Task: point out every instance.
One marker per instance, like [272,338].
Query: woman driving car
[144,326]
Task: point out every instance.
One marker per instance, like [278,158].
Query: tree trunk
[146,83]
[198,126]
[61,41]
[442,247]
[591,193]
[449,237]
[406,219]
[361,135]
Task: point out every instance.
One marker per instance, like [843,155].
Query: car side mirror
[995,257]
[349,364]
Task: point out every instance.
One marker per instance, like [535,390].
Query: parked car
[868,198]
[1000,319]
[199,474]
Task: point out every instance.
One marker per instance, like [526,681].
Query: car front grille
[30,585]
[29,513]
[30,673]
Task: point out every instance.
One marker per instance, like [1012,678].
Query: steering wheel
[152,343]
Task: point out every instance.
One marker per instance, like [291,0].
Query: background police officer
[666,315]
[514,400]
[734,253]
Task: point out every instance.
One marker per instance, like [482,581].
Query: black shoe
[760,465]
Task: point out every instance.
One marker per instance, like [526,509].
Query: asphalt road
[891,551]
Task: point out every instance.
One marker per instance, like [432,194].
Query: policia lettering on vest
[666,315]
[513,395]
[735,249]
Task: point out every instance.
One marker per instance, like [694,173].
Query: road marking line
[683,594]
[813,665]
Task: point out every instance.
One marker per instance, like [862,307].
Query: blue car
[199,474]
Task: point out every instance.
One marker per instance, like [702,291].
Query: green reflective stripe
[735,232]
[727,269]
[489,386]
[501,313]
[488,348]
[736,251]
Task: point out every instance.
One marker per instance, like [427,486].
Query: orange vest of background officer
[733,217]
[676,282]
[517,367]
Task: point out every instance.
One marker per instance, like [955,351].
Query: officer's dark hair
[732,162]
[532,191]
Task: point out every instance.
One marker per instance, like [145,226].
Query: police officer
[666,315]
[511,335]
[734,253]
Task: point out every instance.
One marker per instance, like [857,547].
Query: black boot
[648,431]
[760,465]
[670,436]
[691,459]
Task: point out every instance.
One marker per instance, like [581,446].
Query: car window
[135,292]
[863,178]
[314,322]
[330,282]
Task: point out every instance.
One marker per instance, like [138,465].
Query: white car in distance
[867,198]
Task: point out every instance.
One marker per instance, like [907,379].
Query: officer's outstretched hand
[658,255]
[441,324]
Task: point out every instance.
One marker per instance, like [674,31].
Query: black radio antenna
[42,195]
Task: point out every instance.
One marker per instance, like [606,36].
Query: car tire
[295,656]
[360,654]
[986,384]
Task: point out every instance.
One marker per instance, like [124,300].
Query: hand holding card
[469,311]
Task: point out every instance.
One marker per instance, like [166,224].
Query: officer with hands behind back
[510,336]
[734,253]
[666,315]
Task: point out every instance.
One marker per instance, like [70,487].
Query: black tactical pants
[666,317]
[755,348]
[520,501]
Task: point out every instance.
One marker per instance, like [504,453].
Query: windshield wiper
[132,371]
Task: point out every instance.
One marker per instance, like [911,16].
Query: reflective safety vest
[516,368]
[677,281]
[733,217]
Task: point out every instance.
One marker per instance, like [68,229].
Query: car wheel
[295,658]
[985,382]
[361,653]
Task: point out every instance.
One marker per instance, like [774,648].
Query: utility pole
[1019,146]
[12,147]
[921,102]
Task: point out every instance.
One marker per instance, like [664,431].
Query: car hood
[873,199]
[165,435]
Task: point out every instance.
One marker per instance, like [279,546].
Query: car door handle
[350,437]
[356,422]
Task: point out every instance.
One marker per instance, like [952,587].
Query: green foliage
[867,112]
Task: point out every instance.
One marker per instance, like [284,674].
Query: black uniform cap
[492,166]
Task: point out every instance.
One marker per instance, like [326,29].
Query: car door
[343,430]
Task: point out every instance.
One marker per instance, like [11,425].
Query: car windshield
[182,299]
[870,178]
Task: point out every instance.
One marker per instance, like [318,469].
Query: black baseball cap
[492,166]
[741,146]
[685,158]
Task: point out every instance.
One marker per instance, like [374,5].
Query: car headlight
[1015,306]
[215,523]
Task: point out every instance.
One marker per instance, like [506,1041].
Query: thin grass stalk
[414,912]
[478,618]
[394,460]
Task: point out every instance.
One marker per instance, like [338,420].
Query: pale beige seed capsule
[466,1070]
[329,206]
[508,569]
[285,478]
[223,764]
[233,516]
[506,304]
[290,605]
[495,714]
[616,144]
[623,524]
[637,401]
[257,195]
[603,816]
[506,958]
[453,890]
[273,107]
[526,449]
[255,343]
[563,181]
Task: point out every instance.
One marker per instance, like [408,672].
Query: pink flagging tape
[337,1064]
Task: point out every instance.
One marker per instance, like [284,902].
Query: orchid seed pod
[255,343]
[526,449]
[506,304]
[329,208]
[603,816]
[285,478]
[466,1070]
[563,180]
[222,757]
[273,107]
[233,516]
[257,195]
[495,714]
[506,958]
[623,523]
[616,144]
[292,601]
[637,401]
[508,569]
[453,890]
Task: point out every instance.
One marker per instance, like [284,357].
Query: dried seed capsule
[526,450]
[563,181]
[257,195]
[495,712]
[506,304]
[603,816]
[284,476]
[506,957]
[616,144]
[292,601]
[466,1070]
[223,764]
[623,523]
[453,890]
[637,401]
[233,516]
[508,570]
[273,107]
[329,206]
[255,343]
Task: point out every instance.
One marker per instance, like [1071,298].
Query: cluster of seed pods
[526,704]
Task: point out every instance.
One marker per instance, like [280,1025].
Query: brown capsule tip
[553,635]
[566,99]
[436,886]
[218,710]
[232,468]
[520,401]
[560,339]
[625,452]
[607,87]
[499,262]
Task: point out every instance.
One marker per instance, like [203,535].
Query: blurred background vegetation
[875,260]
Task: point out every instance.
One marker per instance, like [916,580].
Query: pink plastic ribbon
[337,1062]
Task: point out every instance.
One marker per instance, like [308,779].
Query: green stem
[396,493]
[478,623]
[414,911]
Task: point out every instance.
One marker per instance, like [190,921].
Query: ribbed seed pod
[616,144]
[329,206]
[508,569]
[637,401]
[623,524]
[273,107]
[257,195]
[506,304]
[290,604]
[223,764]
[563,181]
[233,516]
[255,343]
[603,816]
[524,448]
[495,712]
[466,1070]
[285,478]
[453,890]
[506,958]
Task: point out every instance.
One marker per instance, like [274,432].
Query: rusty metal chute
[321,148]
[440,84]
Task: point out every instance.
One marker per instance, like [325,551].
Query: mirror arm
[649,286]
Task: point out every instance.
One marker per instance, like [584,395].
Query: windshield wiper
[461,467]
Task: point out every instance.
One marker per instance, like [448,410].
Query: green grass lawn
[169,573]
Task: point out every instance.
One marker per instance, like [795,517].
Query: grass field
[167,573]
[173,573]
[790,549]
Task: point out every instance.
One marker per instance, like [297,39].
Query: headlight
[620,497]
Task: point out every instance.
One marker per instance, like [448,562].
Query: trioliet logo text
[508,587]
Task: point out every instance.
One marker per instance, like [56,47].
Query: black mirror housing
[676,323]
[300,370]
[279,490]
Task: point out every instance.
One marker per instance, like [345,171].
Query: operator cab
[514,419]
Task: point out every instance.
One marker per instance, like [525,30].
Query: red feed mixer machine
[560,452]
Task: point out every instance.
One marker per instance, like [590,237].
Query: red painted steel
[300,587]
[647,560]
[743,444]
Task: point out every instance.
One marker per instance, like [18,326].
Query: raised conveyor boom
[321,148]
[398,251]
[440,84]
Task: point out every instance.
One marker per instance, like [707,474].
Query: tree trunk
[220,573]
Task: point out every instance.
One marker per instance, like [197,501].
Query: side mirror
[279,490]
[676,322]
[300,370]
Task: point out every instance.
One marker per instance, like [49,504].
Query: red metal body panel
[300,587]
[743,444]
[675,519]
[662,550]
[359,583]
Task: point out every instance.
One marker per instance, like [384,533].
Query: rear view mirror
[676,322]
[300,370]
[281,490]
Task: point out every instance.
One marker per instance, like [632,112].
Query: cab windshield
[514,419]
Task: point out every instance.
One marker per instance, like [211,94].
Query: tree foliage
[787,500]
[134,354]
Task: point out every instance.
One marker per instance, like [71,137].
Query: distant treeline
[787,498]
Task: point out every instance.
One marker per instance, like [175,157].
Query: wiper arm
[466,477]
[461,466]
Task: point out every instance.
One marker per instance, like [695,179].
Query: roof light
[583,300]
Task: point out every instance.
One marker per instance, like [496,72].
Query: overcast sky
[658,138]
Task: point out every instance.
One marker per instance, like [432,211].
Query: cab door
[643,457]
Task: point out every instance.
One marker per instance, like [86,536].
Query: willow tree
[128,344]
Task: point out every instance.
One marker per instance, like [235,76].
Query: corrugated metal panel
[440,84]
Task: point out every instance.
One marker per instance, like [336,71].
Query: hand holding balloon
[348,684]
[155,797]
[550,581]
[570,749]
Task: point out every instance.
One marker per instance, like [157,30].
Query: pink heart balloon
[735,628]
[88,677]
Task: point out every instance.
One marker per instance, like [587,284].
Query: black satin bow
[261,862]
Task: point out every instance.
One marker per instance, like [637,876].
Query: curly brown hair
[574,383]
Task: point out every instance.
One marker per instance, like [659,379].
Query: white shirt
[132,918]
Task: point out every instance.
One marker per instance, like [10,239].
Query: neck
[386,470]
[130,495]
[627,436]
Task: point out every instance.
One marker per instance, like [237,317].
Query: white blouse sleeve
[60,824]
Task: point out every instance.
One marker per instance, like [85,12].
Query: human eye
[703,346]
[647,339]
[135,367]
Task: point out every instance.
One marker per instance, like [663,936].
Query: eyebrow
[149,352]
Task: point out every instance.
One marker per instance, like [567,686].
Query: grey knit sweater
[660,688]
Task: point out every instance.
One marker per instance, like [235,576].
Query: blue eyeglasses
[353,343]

--------------------------------------------------

Start with the line above that contains "Query: utility pole" and stop after the line that contains "One marker per instance, like [280,1025].". Output those lines exactly, and only those.

Your response:
Query: utility pole
[1019,146]
[12,147]
[921,102]
Task: point out every instance.
One marker per instance, like [664,431].
Query: car hood
[873,199]
[165,435]
Task: point out every instance.
One marker per instance, like [279,546].
Query: car door handle
[350,437]
[356,422]
Task: point out every instance.
One marker per instance, like [952,587].
Query: green foliage
[867,112]
Task: point out every instance.
One marker per instance, like [284,674].
Query: black uniform cap
[492,166]
Task: point out every instance.
One marker per instance, like [326,29].
Query: car door
[343,430]
Task: point out every instance.
One marker per instance, like [11,425].
Query: car windshield
[182,299]
[870,178]
Task: point out every instance.
One marker per instance, like [318,469].
Query: black baseball cap
[492,166]
[741,146]
[685,158]
Task: point out every instance.
One marker per instance, like [374,5].
Query: car headlight
[1015,306]
[215,523]
Task: point out every instance.
One marker per instance, like [506,1041].
Query: thin grass stalk
[414,912]
[478,618]
[394,460]
Task: point out every instance.
One marker per instance, like [338,420].
Query: pale beige seed capsule
[466,1070]
[329,206]
[508,569]
[285,478]
[223,764]
[233,516]
[506,304]
[290,605]
[495,714]
[616,144]
[623,524]
[637,401]
[257,195]
[603,816]
[506,958]
[453,890]
[273,107]
[526,449]
[255,343]
[563,181]
Task: point out every instance.
One marker per instance, like [408,672].
Query: pink flagging tape
[337,1064]
Task: point out every instance.
One marker per instance, like [284,902].
Query: orchid seed pod
[255,343]
[526,449]
[506,304]
[329,208]
[603,816]
[285,478]
[466,1070]
[563,180]
[222,757]
[273,107]
[233,516]
[257,195]
[495,714]
[506,958]
[623,523]
[616,144]
[292,601]
[637,401]
[508,569]
[453,890]
Task: point out every instance.
One marker per instance, like [284,357].
Query: dried seed capsule
[526,450]
[563,181]
[257,195]
[495,712]
[506,304]
[603,816]
[284,476]
[506,957]
[616,144]
[292,601]
[466,1070]
[223,764]
[623,523]
[453,890]
[637,401]
[233,516]
[508,570]
[273,107]
[329,206]
[255,343]
Task: point out every instance.
One marker per instance, like [1071,298].
Query: cluster of seed pods
[526,704]
Task: point out every instance.
One marker per instance, like [280,1025].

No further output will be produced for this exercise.